- _What you should do_
Transfer every line from the one holding "Locate the submerged" through the end of the rows, both included, adding -69 to each x and y coordinate in the answers. Leave the pictures out.

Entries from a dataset
******

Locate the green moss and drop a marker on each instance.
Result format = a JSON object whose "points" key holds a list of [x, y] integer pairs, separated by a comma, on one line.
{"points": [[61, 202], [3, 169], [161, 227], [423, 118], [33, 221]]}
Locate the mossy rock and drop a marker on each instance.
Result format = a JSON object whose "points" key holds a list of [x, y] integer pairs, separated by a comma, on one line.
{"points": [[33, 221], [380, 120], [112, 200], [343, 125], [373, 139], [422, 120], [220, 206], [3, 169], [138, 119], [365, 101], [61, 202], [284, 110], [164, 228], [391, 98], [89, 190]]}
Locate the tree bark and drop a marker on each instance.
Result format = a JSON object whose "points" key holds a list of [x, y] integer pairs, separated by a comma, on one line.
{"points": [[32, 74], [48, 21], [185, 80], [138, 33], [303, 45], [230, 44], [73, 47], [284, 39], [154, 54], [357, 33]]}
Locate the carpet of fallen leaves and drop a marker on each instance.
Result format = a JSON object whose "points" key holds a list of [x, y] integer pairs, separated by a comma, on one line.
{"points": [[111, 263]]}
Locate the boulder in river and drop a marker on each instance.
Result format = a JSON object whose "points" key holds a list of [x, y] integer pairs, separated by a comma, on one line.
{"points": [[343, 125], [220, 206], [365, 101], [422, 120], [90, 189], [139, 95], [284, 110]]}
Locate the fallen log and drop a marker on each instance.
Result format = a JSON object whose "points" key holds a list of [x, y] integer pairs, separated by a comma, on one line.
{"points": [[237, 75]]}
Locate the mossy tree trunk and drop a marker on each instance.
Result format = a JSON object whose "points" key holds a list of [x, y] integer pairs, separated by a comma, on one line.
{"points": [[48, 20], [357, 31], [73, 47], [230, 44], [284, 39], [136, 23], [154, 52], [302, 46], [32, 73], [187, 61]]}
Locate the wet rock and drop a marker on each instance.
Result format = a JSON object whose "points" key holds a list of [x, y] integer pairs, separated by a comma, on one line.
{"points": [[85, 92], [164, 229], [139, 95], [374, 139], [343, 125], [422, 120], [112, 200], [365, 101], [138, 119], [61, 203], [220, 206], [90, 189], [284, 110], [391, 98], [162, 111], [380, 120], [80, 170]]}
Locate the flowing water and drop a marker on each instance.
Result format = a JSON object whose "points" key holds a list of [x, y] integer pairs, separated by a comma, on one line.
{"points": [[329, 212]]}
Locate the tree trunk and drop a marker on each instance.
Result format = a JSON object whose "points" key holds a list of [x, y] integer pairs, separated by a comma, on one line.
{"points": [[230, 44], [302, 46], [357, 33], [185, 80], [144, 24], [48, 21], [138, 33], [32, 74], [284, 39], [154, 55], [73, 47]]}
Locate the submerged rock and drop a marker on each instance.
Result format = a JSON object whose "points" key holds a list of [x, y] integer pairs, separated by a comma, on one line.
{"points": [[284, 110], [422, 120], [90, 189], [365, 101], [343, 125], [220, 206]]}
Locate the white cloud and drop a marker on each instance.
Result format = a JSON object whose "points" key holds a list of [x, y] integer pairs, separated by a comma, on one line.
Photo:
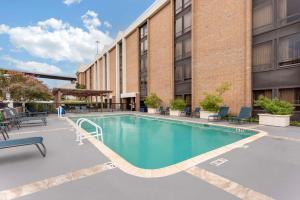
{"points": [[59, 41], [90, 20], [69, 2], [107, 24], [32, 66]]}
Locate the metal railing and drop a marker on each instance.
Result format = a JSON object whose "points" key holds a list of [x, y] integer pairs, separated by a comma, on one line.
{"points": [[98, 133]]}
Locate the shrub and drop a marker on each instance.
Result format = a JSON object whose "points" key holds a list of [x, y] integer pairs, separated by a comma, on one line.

******

- _The reply_
Locate the submerged rock and drop a marker on each instance.
Result format = a JSON object whose "points" key holds a list of [x, y] integer pairs, separated by a comma, on one line.
{"points": [[215, 41], [353, 51], [21, 120], [296, 32], [274, 56], [151, 137]]}
Locate the white cloud and drop a marker on each instance.
Result format = a JSON object whose "points" key holds a list of [x, y] integer pairs, separated by a comma, on one line.
Photo:
{"points": [[-10, -28], [21, -49], [0, -67], [38, -45], [-37, -3]]}
Locate the metal railing and drop a marker on each instance.
Result format = a JSON object whose "points" key holds a list of [x, y] integer pairs, separated by a comma, on one line.
{"points": [[29, 64]]}
Locate the shrub and drop a marker on each instance.
Result format = a JSON object whose "points" key holds a list of [x, y] integer pairs, separated by a comma, on one line.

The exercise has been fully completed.